● **What is asked**: Identify the line that contains "the elephant's mouth" in the material. Output it and every line after it, unchanged, through the end.

begin Stored data

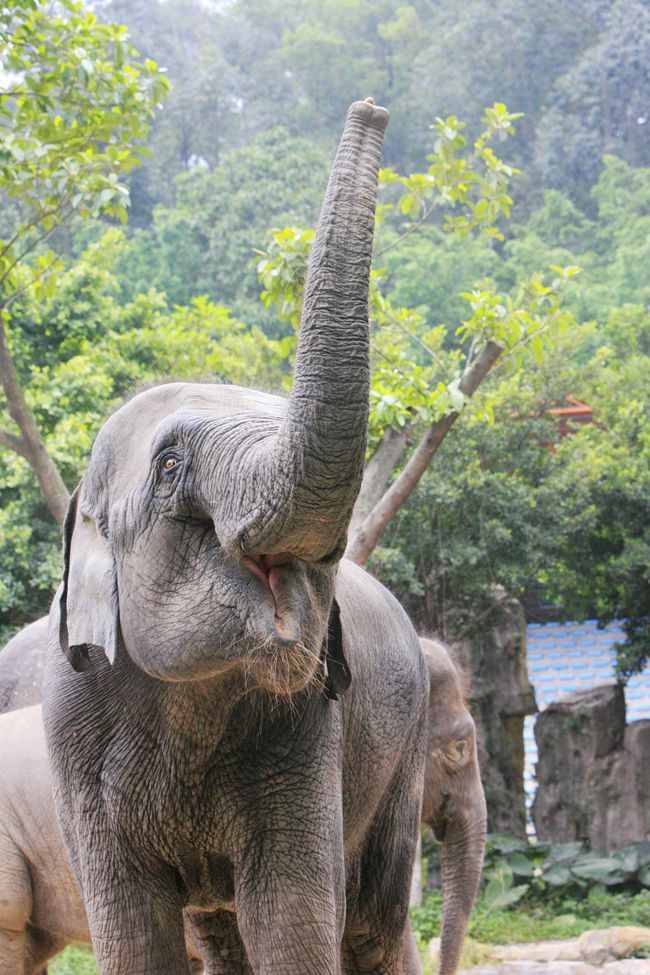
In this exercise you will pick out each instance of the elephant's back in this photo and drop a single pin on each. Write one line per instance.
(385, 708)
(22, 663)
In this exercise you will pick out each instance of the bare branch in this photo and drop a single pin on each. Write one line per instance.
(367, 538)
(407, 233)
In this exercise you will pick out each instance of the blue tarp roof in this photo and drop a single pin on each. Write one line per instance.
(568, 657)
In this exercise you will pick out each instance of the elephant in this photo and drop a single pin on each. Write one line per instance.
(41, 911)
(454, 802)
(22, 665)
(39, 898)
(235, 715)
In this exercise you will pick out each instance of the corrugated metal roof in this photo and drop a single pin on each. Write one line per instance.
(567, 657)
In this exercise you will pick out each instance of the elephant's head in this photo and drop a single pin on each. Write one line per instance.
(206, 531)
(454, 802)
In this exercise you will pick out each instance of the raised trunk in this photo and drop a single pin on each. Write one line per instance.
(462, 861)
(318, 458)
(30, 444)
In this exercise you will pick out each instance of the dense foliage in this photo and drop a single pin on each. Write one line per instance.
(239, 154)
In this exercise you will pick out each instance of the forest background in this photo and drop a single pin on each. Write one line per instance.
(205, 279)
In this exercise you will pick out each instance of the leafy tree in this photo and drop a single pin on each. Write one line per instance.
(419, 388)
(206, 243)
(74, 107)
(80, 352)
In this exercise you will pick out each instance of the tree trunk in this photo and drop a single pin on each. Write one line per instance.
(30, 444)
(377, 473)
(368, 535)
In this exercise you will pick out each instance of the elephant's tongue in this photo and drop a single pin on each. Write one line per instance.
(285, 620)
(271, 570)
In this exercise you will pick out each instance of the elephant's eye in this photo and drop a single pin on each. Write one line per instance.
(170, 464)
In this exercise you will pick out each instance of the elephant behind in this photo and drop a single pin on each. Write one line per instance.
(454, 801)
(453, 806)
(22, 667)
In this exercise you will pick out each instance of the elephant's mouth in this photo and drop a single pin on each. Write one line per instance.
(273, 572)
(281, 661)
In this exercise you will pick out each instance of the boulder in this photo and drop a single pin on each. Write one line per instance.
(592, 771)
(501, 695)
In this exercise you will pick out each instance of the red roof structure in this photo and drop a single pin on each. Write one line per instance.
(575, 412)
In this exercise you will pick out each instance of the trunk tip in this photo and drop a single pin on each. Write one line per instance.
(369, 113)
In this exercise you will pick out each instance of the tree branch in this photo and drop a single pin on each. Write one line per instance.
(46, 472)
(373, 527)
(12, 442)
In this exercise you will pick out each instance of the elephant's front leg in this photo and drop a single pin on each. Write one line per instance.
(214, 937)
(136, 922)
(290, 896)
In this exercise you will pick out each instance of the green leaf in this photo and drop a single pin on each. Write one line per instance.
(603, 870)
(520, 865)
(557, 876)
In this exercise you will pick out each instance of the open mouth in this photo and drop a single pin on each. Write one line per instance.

end Stored data

● **Exercise answer**:
In this exercise you will pick out each instance of the elephant's mouth in this photo and drop a single pin on each. Write one line per instance.
(273, 572)
(281, 661)
In this exercise you will pick out each instance of the boulder in this photo and drop a single pin on each. Write one line per instance.
(592, 771)
(501, 695)
In this exercise you will pick out each instance of the red roof structure in this photo and drop a single pin on each. Write one line per instance.
(575, 412)
In this exercise you will pick out each instance of the trunk tip in this photo and drop a single pin on each. Write one line per instance.
(369, 113)
In this exercise you will pick out each instance of the tree branch in this photo and drop a single pin on each. Write one line per instance.
(46, 472)
(373, 527)
(12, 442)
In this exercise you will pick out each instance of the elephant's front leg in this photo and drop a single pin on each. Write one line per instance.
(214, 937)
(136, 922)
(290, 896)
In this exercise you will pick out each instance of the green leaf in this photo and drop a single pin on each. Write one line per instance.
(603, 870)
(520, 865)
(557, 876)
In this exercise you will pick out each instance of the open mouth in this photo and drop a single pin on each. Write one line per instance.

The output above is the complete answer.